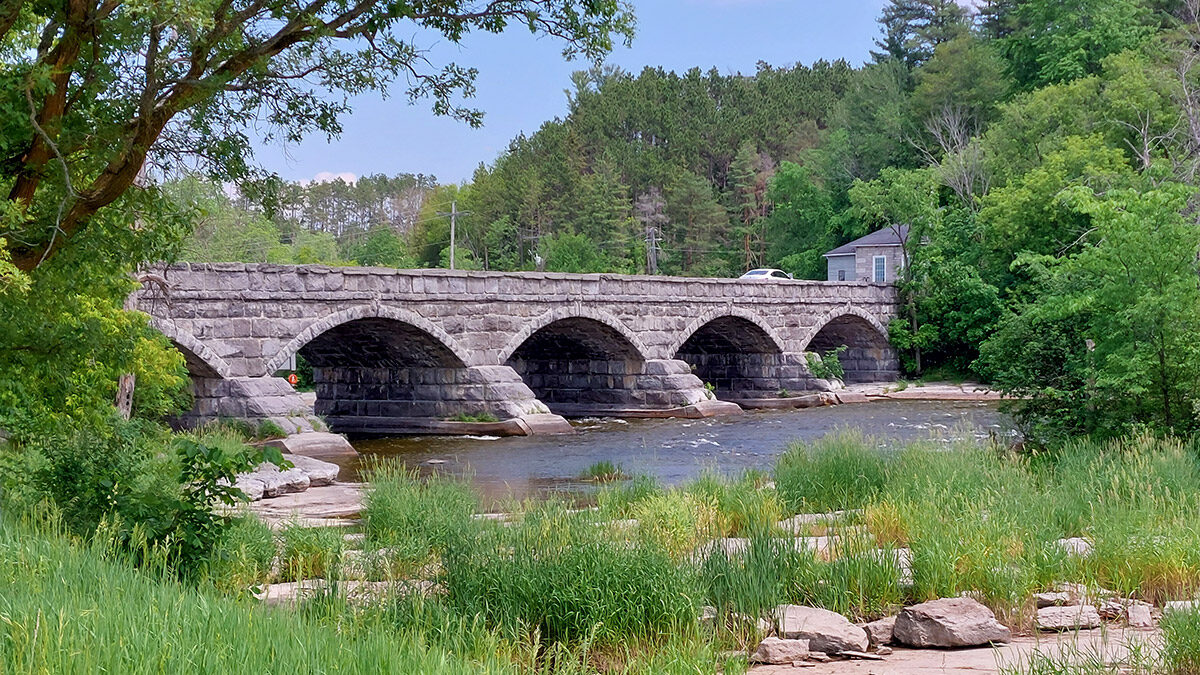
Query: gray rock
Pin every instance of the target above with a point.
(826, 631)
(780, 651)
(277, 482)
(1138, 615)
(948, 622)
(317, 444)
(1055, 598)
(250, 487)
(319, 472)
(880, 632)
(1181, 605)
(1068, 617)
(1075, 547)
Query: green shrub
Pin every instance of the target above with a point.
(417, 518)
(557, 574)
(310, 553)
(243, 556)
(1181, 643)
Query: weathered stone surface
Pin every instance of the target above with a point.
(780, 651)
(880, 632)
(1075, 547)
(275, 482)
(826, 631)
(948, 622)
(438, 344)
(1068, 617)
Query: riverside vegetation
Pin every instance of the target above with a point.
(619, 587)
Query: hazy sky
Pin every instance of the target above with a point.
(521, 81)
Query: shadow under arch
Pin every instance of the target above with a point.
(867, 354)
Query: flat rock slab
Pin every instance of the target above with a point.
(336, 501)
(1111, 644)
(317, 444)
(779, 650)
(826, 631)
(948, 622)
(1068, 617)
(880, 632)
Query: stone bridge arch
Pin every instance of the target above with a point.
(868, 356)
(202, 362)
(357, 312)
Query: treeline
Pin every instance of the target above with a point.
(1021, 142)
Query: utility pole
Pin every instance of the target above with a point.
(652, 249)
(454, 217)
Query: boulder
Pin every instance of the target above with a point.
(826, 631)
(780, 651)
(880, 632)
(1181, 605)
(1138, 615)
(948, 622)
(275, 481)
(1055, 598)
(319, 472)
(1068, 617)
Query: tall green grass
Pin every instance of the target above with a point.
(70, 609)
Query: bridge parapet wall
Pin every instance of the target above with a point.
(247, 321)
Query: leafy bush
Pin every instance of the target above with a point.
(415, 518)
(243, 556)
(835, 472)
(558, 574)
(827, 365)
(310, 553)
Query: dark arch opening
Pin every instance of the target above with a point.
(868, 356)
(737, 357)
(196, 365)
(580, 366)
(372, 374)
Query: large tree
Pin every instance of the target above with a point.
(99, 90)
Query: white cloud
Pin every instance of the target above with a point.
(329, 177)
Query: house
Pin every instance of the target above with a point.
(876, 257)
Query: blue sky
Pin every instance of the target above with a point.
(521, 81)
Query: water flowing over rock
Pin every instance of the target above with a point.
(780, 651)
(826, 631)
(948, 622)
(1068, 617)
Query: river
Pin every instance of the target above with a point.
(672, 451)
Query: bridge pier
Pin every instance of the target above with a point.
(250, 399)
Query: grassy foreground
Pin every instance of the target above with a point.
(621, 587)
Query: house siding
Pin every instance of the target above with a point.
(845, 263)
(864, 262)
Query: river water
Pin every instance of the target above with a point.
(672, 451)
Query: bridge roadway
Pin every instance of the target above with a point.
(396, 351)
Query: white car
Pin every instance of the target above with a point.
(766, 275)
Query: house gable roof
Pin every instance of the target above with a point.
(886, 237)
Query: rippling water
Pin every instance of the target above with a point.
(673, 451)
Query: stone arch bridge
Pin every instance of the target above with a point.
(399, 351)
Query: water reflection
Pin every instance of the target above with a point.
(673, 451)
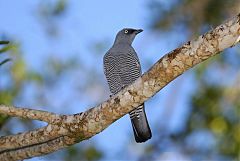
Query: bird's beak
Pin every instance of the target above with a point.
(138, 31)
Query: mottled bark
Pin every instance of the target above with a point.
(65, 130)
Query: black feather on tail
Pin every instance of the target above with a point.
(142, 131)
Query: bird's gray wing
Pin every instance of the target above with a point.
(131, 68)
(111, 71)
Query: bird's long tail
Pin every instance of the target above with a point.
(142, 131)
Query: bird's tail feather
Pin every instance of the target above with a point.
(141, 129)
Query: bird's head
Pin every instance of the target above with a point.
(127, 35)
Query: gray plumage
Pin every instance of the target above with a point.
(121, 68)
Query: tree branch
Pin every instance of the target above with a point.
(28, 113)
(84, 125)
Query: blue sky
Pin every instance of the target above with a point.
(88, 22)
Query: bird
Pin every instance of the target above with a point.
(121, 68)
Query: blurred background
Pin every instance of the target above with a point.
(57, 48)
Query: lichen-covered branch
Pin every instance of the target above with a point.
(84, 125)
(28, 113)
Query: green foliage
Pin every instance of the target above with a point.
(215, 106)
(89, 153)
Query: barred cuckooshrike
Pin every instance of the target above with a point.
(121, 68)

++++++++++

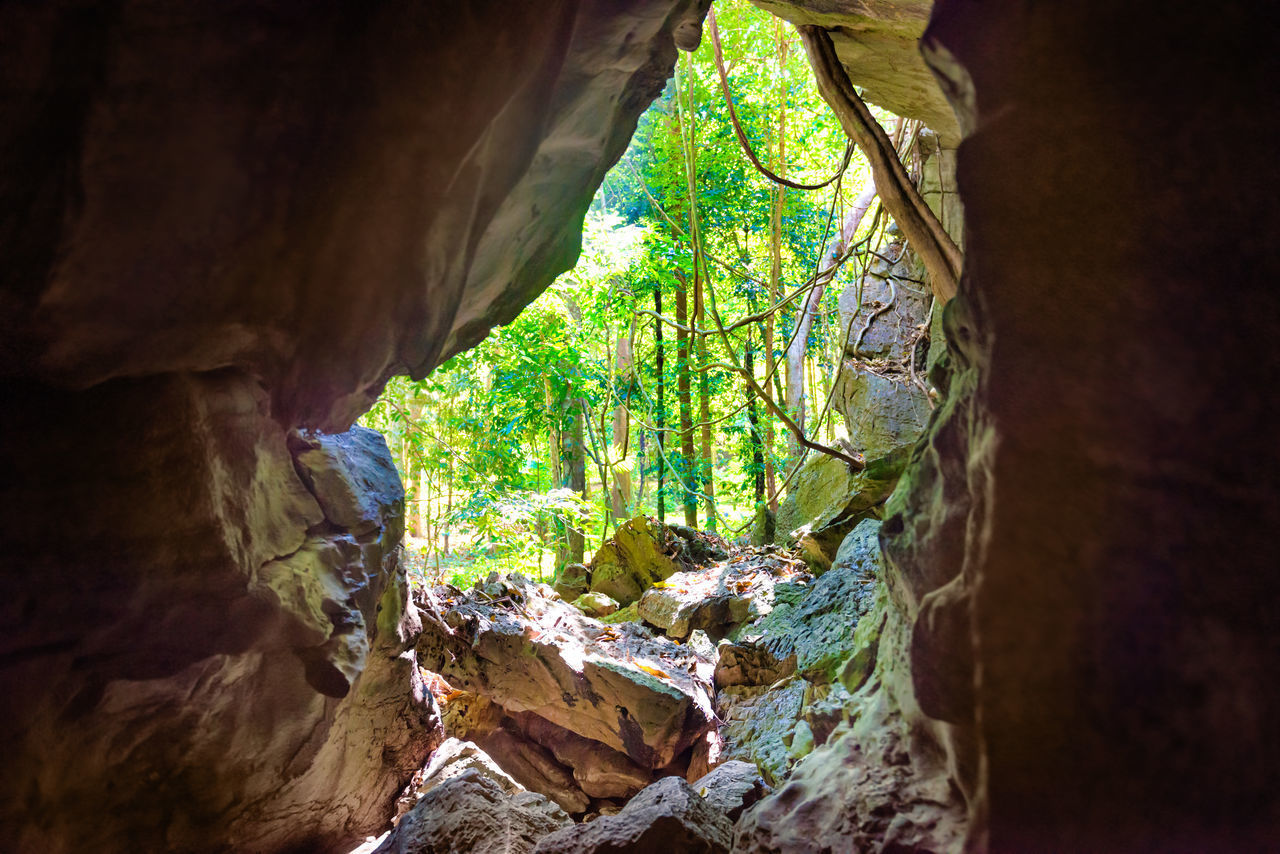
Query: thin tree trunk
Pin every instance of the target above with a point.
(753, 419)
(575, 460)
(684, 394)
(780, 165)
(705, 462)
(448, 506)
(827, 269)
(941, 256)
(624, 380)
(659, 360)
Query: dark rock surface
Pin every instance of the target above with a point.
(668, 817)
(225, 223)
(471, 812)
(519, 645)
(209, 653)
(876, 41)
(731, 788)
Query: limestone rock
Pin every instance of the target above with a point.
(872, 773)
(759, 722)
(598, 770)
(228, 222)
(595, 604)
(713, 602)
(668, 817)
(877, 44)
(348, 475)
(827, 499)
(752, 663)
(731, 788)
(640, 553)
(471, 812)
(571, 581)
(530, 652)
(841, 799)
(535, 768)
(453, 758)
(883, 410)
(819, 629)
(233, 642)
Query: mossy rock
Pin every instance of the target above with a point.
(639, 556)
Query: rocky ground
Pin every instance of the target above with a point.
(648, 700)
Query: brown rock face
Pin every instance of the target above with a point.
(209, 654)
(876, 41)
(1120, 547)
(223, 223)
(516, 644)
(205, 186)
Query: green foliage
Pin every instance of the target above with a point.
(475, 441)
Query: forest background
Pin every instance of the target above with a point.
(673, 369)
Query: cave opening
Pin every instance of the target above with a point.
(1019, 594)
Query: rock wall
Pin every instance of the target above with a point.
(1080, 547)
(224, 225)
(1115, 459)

++++++++++

- **PROMPT**
Find every line in the records that contains the string "gray", and copy each of those lines. Matching is case-sensitive.

- **WORKED SOLUTION**
Query: gray rock
Query: bird's gray wing
Query: gray plumage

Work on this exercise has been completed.